EXERCISE TASK
Copy the listing below in full and skip every picture.
====== PROVIDED MATERIAL ======
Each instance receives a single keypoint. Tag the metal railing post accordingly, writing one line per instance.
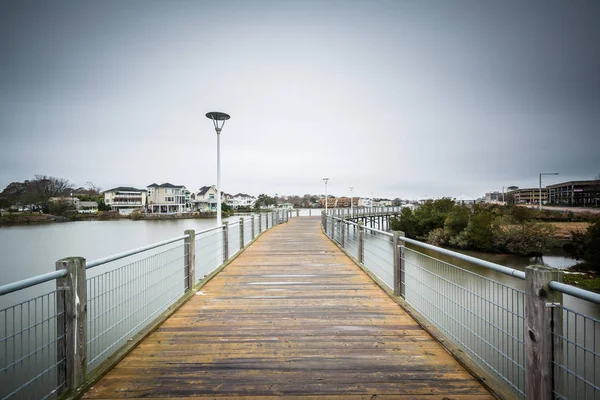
(259, 223)
(540, 301)
(398, 263)
(361, 242)
(241, 233)
(189, 245)
(225, 241)
(71, 326)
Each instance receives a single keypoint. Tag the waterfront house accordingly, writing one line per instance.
(87, 207)
(167, 198)
(205, 199)
(242, 200)
(125, 199)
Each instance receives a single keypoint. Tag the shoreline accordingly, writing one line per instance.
(20, 219)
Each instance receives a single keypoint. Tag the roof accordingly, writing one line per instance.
(125, 189)
(167, 185)
(88, 204)
(594, 182)
(203, 190)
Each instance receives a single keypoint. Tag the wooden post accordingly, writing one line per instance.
(190, 258)
(71, 303)
(241, 233)
(399, 288)
(361, 242)
(225, 241)
(539, 306)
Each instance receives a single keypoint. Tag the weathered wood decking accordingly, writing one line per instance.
(291, 316)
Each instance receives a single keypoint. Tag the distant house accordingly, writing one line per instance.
(125, 199)
(167, 198)
(382, 203)
(285, 206)
(205, 198)
(87, 207)
(362, 202)
(242, 200)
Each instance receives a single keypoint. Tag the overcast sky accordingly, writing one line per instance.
(396, 98)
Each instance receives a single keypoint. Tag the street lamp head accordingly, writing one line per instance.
(218, 119)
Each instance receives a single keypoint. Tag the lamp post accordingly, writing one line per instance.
(544, 173)
(218, 119)
(325, 180)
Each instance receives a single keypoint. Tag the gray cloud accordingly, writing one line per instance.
(397, 98)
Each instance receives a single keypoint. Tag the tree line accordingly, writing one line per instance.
(484, 227)
(36, 194)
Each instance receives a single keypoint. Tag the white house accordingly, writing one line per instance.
(87, 207)
(382, 203)
(362, 202)
(168, 198)
(125, 200)
(242, 200)
(205, 198)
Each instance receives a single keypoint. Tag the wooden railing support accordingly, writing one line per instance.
(71, 325)
(189, 244)
(399, 284)
(541, 322)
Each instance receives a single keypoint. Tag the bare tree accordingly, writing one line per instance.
(42, 188)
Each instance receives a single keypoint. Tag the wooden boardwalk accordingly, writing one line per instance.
(291, 316)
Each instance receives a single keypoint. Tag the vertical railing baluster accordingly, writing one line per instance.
(71, 303)
(241, 225)
(189, 245)
(540, 301)
(225, 241)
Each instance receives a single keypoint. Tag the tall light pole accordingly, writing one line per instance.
(218, 119)
(325, 180)
(544, 173)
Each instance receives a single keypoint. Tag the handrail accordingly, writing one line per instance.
(486, 264)
(558, 286)
(28, 282)
(128, 253)
(575, 292)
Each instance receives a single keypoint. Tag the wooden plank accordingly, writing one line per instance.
(291, 316)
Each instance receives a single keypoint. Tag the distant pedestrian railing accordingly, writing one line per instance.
(515, 329)
(62, 329)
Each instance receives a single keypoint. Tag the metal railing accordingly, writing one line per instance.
(504, 320)
(61, 328)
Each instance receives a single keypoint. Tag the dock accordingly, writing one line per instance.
(293, 316)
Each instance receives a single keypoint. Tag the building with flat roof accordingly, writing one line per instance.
======
EXERCISE OUTPUT
Each instance receives a single keypoint. Tag the metal railing post accordingly, writing one line per instance.
(259, 223)
(540, 301)
(398, 263)
(361, 242)
(241, 233)
(189, 245)
(225, 241)
(71, 326)
Each instance receives a single keypoint. Tag the waterfront house accordingly, writing one line per instance.
(87, 207)
(167, 198)
(205, 199)
(242, 200)
(125, 199)
Each instance receives a single keypoint. Tag the shoreline accordingly, writing one line per instance.
(20, 219)
Each instance receives a single keypoint. Tag the roof accordingly, writing one line per instance.
(125, 189)
(167, 185)
(88, 204)
(594, 182)
(203, 190)
Each instance receives a single keypoint. Tag the wooden post accordingly, writing one line per instance.
(190, 258)
(71, 303)
(241, 233)
(399, 288)
(361, 242)
(225, 241)
(539, 306)
Each instance receives a single keypoint. Tag the weathered wood decking accordingly, writing one line per instance.
(291, 316)
Each instance receives a single keypoint. Tag the distant house accordingly, writing one line per instance.
(125, 199)
(167, 198)
(382, 203)
(285, 206)
(205, 198)
(87, 207)
(362, 202)
(242, 200)
Each instance receives a single keypoint. Tag the overcast sky accordingly, writing one line per instance.
(396, 98)
Each instance receives a single keypoint. Tag the street lamp head accordingly, writing one line per instance.
(218, 119)
Each instance receives a single keypoint. Tag the lamp post accordingly, writing one line per instance.
(544, 173)
(218, 119)
(325, 180)
Each instance receives a single keypoint. Tag the gray cloud accordingly, writing one line per instance.
(397, 98)
Each instance receives a single keypoint. Tag the tree line accordingly, writing one line per instance.
(484, 227)
(36, 194)
Each instance receives a single keypoint. Tag the white house accordingly, writing one line per instance.
(87, 207)
(382, 203)
(362, 202)
(168, 198)
(125, 200)
(242, 200)
(205, 198)
Each instance receives a single keypoint. Tag the wooden railing support accordingly, writing one line per instance.
(71, 325)
(189, 244)
(399, 284)
(541, 322)
Each instance receives a single keypoint. Tag the bare tree accordingly, writing one line per instance.
(42, 188)
Each instance receives a single keypoint. Tag the wooden boardwalk accordingly, writing one line per instance.
(291, 316)
Each instance receives a single keypoint. Tag the vertical railing baluster accordingly, writing one line per instance.
(71, 303)
(241, 225)
(189, 245)
(540, 301)
(225, 241)
Each instance receives a single keypoint. Tag the tall light pole accordingly, writing one line per instance.
(218, 119)
(325, 180)
(544, 173)
Each instance receives a single keypoint. Tag the handrail accordingly, writing one line per instance.
(486, 264)
(558, 286)
(28, 282)
(128, 253)
(575, 292)
Each instance receives a single keypoint. Tag the wooden plank accordingly, writing one line per instance.
(291, 316)
Each instance receives a single keypoint. Tag the distant pedestrian railing accordingly, writing one line per instance.
(515, 329)
(62, 329)
Each instance receives a single keypoint. Tag the metal railing accordingly, writing one line per instance.
(504, 320)
(61, 328)
Each instance receives a single keypoint. Tag the dock accordingly, writing one line per instance.
(293, 316)
Each instance receives a single keypoint. Tag the building with flat roof accordingly, writing one line per instance.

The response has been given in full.